_SET TASK_:
Find "Where can you spot the white building?" in the data, then restate the line it sits in and every later line word for word, ending with the last line.

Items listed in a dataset
————————

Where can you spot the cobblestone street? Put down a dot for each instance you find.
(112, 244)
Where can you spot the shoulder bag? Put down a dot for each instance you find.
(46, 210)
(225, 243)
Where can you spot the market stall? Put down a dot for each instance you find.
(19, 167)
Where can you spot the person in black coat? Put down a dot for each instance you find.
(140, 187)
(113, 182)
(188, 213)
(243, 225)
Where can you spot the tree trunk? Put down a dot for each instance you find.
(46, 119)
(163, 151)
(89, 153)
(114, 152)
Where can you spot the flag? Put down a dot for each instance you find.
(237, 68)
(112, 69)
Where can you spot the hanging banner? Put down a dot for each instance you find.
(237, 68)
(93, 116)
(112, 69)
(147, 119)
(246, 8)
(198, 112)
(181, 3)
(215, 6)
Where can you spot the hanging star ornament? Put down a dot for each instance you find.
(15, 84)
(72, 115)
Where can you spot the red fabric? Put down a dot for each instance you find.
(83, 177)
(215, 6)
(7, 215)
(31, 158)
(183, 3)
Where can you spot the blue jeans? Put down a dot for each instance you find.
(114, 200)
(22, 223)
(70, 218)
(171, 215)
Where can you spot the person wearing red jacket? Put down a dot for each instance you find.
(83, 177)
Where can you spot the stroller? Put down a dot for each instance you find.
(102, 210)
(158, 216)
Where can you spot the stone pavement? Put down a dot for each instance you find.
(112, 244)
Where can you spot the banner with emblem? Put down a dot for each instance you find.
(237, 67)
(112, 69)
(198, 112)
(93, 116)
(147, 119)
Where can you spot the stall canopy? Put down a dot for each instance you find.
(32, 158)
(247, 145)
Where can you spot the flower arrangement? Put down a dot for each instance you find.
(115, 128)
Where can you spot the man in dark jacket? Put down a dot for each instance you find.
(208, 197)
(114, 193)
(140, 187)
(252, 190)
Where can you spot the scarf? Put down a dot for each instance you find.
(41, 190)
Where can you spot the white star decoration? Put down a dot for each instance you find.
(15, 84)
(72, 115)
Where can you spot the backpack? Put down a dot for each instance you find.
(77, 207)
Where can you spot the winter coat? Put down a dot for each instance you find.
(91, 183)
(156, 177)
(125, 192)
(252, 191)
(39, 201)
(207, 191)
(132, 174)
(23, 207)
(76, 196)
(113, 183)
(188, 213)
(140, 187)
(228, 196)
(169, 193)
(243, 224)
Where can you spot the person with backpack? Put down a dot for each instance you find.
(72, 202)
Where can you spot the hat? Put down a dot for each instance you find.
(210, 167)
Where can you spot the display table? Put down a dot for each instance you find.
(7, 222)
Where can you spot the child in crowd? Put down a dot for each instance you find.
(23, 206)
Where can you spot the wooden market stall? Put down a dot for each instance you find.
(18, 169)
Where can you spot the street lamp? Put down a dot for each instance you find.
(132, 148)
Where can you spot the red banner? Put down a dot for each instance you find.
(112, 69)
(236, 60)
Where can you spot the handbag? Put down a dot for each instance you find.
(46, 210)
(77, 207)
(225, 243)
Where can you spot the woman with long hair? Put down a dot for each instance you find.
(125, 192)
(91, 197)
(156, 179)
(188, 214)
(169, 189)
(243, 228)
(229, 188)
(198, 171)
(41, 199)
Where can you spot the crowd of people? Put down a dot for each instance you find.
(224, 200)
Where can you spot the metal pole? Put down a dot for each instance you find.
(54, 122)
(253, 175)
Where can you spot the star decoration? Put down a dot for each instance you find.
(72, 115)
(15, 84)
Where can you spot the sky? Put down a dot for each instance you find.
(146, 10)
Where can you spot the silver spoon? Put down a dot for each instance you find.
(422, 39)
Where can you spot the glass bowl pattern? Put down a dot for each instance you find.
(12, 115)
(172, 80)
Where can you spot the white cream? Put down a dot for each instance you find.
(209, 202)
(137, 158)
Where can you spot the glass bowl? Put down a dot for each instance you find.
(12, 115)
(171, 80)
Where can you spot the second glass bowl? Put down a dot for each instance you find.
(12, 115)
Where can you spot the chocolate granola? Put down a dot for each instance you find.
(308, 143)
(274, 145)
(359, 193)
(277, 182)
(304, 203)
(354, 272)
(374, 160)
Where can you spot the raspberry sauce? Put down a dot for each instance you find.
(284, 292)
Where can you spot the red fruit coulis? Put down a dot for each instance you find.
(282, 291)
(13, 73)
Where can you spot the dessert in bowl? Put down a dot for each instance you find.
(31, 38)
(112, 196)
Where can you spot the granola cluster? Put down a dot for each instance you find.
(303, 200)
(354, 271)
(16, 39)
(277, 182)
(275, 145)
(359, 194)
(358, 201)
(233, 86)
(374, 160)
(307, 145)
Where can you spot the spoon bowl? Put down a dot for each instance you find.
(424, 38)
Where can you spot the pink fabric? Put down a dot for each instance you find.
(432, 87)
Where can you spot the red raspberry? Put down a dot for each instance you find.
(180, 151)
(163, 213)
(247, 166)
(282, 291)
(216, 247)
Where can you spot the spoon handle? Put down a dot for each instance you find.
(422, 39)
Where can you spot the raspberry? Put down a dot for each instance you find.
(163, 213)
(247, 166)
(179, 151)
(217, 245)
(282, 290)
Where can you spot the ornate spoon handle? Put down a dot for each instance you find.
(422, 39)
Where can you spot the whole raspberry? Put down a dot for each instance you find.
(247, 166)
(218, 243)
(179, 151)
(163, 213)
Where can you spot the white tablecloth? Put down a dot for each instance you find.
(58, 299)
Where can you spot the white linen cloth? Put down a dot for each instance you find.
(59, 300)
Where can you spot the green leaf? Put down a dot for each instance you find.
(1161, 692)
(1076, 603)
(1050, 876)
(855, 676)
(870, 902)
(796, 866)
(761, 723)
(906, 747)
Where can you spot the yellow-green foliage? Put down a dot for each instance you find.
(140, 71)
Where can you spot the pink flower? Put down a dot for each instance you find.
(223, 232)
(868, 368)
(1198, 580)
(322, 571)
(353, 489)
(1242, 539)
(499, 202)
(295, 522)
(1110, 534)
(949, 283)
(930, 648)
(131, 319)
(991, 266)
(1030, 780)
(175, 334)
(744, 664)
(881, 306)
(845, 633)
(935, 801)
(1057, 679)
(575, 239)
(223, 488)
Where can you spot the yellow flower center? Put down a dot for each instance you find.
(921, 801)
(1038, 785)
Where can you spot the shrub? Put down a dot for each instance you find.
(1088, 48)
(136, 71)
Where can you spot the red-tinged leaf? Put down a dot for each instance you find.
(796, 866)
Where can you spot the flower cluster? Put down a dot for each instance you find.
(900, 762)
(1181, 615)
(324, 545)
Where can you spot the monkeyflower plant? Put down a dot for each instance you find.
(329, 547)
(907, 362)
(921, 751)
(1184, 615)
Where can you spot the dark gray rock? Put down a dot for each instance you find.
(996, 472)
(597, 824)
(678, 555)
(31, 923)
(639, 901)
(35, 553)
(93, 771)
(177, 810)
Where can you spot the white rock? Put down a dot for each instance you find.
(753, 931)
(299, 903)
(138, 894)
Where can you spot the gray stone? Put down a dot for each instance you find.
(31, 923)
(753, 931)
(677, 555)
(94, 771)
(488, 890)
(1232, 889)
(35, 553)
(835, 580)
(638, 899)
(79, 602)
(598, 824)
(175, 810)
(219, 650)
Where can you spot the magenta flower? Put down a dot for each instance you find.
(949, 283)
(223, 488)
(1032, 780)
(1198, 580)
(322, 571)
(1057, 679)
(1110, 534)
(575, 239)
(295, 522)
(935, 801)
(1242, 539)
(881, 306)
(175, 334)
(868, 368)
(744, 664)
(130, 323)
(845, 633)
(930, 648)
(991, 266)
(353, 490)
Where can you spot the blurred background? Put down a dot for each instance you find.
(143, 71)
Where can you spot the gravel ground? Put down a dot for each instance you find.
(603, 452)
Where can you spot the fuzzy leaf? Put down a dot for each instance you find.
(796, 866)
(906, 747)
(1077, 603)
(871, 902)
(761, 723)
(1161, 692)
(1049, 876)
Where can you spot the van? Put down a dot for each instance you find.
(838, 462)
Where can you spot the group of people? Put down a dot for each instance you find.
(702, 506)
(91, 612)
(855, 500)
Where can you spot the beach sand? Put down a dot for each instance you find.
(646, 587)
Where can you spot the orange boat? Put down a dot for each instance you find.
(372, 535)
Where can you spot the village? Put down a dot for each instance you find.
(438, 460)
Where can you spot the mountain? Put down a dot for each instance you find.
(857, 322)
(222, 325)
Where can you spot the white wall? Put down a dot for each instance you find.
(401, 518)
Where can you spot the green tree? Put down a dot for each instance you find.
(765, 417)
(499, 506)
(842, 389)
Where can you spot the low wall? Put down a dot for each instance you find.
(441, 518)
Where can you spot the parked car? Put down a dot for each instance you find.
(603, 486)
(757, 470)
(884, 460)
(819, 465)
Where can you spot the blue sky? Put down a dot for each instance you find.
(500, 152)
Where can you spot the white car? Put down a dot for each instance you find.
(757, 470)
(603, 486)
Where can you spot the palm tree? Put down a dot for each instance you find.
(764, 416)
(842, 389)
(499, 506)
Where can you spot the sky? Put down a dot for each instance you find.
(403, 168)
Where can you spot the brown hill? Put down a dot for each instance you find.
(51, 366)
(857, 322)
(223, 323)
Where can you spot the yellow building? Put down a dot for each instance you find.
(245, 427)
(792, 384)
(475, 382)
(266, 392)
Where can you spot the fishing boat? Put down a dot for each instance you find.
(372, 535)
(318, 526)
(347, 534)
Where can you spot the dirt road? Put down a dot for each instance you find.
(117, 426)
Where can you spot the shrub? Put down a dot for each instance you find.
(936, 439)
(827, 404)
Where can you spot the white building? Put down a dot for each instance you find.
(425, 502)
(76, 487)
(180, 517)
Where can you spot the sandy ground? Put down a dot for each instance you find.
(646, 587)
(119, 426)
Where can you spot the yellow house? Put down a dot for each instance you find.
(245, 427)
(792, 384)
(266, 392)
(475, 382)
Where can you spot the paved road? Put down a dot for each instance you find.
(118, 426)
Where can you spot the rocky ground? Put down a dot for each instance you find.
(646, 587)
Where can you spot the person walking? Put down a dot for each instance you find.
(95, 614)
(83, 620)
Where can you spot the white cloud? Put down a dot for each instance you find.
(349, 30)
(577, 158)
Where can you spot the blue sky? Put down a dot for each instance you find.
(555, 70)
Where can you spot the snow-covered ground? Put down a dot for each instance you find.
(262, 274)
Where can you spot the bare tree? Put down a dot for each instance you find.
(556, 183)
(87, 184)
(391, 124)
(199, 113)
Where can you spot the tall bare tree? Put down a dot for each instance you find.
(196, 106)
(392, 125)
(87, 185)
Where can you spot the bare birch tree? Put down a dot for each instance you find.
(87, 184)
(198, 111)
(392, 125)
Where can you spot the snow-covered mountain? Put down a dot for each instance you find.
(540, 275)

————————

_THE RESPONSE_:
Where can you spot the white building? Put down a dot for each instance you find.
(425, 502)
(76, 487)
(180, 517)
Where can you spot the sandy ground? Put down a dot for each instance you find.
(646, 587)
(119, 426)
Where can you spot the yellow house? Put down a dot for each instance you find.
(245, 427)
(792, 384)
(266, 392)
(475, 382)
Where can you spot the paved road? Put down a dot for each instance you find.
(118, 426)
Where can you spot the rocky ground? Put down a dot for each instance you find.
(646, 587)
Where can you spot the person walking? Put down a dot for each instance you find.
(95, 614)
(83, 620)
Where can you spot the white cloud? Put down a dot for each instance you find.
(349, 30)
(577, 158)
Where can you spot the blue sky? Put down a dot for each instance you find.
(555, 70)
Where can you spot the snow-covered ground? Put down a dot for each instance you find.
(262, 274)
Where can you spot the bare tree? Put down a dot for each instance you find.
(556, 183)
(87, 184)
(391, 124)
(199, 113)
Where can you spot the tall bare tree? Put down a dot for each instance you find.
(196, 106)
(392, 125)
(87, 185)
Where can you spot the bare birch tree? Put down a dot for each instance you find.
(87, 184)
(198, 111)
(392, 125)
Where can you spot the snow-covered mountain? Put down a dot for each instance you find.
(540, 275)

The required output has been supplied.